Referring expression data
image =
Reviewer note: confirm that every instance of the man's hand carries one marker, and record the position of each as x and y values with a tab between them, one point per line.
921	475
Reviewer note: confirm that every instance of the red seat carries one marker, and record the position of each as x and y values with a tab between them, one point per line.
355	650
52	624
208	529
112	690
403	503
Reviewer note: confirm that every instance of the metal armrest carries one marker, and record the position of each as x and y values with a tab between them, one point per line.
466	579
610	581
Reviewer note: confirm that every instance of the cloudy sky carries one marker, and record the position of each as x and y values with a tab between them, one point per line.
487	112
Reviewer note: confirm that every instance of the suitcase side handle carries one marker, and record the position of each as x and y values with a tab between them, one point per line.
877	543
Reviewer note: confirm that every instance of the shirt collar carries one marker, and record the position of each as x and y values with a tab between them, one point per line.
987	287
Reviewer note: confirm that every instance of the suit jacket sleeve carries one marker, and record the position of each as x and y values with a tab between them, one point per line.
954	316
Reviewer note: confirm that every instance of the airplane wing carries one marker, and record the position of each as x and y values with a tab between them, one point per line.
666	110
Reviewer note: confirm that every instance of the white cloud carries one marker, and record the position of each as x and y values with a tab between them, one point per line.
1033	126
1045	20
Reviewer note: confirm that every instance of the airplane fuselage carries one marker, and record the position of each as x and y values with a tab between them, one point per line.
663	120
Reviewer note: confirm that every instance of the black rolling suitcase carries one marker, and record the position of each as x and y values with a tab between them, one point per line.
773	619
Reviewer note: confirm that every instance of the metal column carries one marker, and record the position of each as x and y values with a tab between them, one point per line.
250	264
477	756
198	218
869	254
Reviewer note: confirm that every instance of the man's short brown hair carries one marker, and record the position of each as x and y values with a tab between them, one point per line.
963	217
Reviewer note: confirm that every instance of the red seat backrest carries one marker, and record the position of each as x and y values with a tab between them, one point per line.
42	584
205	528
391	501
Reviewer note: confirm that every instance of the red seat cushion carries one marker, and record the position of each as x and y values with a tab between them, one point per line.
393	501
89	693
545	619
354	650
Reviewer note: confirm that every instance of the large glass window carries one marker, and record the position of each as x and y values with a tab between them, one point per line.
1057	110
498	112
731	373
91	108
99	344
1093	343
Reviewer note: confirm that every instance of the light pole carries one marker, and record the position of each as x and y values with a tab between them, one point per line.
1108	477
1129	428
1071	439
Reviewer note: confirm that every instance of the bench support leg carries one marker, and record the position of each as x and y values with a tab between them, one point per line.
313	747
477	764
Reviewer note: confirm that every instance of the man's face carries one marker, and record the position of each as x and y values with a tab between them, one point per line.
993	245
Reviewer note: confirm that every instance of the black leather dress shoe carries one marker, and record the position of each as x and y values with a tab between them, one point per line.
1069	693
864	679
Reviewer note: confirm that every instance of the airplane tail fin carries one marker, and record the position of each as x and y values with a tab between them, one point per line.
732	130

EXERCISE INSTRUCTIONS
The entries above should be repeated exactly, every one of them.

EXERCISE RESULT
image =
Reviewer note: confirm that every instance of the man's hand carries one marker, and record the position of each as x and y values with a tab between them, one point per line.
921	475
Reviewer note: confirm that every instance of the red seat carries one marker, and record the position of each as x and y values with a tab between them, one point per line.
355	650
52	624
208	529
112	690
403	503
Reviewer note: confirm that every instance of the metal armrest carries one marker, and record the position of each as x and y values with a tab between them, one point per line.
466	579
610	581
Reviewer note: confirm that every instance of the cloudy sky carries one marker, and record the position of each as x and y values with a tab between them, one point per line.
487	112
Reviewer note: confirm that every instance of the suitcase side handle carries one marker, and record the position of each as x and y values with a tab between them, one point per line.
877	543
Reviewer note: confirm that every instance of the shirt collar carries one marker, and record the position of each as x and y values with a tab between them, one point per line.
987	287
Reviewer note: confirm that every instance of the suit jacket sleeve carries one marker, and record the position of each as x and y values with a tab between them, one point per line.
954	316
Reviewer note: confirm that every instance of the airplane wing carries one marker, and record the position of each as x and y values with a tab between them, one point per line.
666	110
Reviewer note: confirm that every instance of the white cloud carries one marker, and record the position of each as x and y values with a tab between them, one point per line.
1033	126
1045	20
Reviewer note: confirm that every instance of the airplane fuselage carries one marker, and record the position of each as x and y values with a tab between them, one point per line.
663	120
Reviewer note: confirm that every instance of the black rolling suitcase carries one marker, and record the position of each as x and y values with a tab between them, one point per line.
773	619
Reviewer note: confirm that every instance of the metal column carries one marker, and record the position of each as x and y values with a tab between them, one point per line.
250	264
477	756
198	218
869	254
Reviewer note: confirm that every instance of the man's short brown hair carries one marker, and record the position of each as x and y values with a tab between them, one point per line.
963	217
Reviewer note: confirm that every instance of the red seat backrest carries one marker, and record the position of each as x and y values with a tab between them, one point per line.
42	584
205	528
391	501
Reviewer note: confirm that every instance of the red seat cushion carries one marker, and record the position of each as x and y values with a tab between them, one point per line.
393	501
89	693
545	619
354	650
Reviewer note: confirm that every instance of the large glass window carries one marker, and record the position of each as x and y values with a tab between them, one point per line.
1057	110
498	112
731	373
91	108
99	344
1093	343
Reviewer note: confirm that every instance of the light pole carries one marker, and record the position of each as x and y values with a tab between them, one point per line.
1108	477
1129	428
1071	439
Reviewer note: confirm that every instance of the bench support leg carries one marker, and record the position of each as x and y values with a tab between them, one point per line.
313	747
477	764
Reviewer note: confirm that every instance of the man's face carries one marker, and record the position of each as x and y values with a tab between them, one point per line.
993	245
Reviewer note: confirm that every instance of the black leather dress shoe carries one marker, and record the position of each as x and y values with a tab between them, one point per line.
1069	693
864	679
Reviewer note: confirm that every instance of the airplane tail fin carries one marker, and record the position of each as x and y values with a tab between them, one point per line.
732	130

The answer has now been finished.